* _What this task involves_
Answer these questions using the post below about The Vicar of Wakefield.
1. What is the title of the critical paper?
2. For which course was the paper submitted?
3. According to the quoted passage, what will those who have been taught to deride religion do?

* _Passage to read_
********
Goldsmith, Plato, and the Opiate

Here’s another undergraduate paper (senior year at TMC), this one a straightforward thematic reading of Oliver Goldsmith’s The Vicar of Wakefield.  I remember being told, I believe by Dr. Hotchkiss, to enjoy those undergraduate days of such reading and writing, because from graduate school forward there would always be loads of criticism in the way.  He was not wrong.  There are certainly compensations; but there are costs, and the simple pleasure of reading, understanding, and explaining has often been obscured by many another concern for months, even years, on end.

Here, then, something simple, with a lot of little hints (often pretty unformed) of some of the key issues that would recur in my Religion & Literature work:  an anti-dualist theme, coded as suspicion of the “Platonic” here (the Vicar is nothing if not a Boethian, methinks); a very Milton-inflected insistence on “conscience” that provided a few more years of fuel for a misguided, defiant individualism; an interest in the temporal workings of Providence, and the integration of interior with public life.

The Vicar’s Dialectic
A Critical Paper Presented to Prof. John Hotchkiss
In Partial Fulfillment of the Requirements of English Novel (E 405)
by Peter G. Epps
December 15, 1998

The hero of this book . . . is drawn as ready to teach, and ready to obey, as simple in affluence, and majestic in adversity. In this age of opulence and refinement whom can such a character please? Such as are fond of high life will turn with disdain from the simplicity of his country fire-side. Such as mistake ribaldry for humour will find no wit in his harmless conversation; and such as have been taught to deride religion will laugh at one whose chief stores of comfort are drawn from futurity (Goldsmith 305).
********
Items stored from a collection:
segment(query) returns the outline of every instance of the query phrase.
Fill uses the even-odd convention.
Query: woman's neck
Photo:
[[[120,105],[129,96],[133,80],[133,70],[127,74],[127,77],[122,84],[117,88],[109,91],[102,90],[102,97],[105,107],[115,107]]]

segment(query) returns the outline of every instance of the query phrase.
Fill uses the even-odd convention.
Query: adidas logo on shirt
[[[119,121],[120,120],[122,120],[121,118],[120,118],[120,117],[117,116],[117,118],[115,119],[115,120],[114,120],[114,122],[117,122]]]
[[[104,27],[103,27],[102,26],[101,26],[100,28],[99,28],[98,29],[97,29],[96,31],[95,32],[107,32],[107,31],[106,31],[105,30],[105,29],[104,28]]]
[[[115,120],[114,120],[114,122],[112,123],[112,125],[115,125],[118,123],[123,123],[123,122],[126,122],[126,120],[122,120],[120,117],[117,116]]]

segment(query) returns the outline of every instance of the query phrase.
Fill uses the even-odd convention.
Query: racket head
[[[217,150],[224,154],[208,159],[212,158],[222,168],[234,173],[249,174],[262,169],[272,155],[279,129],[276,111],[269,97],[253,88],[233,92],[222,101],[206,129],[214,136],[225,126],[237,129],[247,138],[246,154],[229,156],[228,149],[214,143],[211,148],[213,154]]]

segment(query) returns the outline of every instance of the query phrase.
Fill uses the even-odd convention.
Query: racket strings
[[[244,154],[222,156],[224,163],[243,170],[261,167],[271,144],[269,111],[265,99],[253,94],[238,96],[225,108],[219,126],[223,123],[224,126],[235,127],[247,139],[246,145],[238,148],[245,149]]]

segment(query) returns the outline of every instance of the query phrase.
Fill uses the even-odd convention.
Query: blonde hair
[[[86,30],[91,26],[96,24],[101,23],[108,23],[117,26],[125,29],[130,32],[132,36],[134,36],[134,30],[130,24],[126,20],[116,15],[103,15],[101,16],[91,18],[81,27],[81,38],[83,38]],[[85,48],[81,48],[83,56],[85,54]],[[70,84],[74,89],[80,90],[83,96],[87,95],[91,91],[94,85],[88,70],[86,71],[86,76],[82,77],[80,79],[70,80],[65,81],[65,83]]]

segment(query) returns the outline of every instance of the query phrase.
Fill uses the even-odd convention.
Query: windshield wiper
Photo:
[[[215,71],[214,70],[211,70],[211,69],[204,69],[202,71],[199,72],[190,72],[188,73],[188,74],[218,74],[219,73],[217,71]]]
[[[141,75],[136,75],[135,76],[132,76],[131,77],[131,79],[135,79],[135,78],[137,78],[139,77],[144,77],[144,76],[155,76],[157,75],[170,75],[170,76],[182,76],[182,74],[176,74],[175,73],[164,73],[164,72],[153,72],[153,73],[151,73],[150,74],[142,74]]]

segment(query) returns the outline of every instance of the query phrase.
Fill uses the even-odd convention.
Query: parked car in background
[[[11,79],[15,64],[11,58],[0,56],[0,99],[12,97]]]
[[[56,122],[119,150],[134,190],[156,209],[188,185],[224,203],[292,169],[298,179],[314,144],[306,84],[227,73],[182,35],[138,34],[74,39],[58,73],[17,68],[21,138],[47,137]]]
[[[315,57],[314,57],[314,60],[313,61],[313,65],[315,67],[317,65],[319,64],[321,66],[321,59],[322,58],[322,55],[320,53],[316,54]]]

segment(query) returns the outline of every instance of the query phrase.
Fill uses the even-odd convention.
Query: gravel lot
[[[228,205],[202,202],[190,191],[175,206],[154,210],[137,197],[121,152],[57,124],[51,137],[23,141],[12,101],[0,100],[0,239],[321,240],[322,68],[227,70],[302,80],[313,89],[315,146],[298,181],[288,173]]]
********
* _The solution_
1. The Vicar's Dialectic
2. English Novel (E 405)
3. They will laugh at one whose chief stores of comfort are drawn from futurity.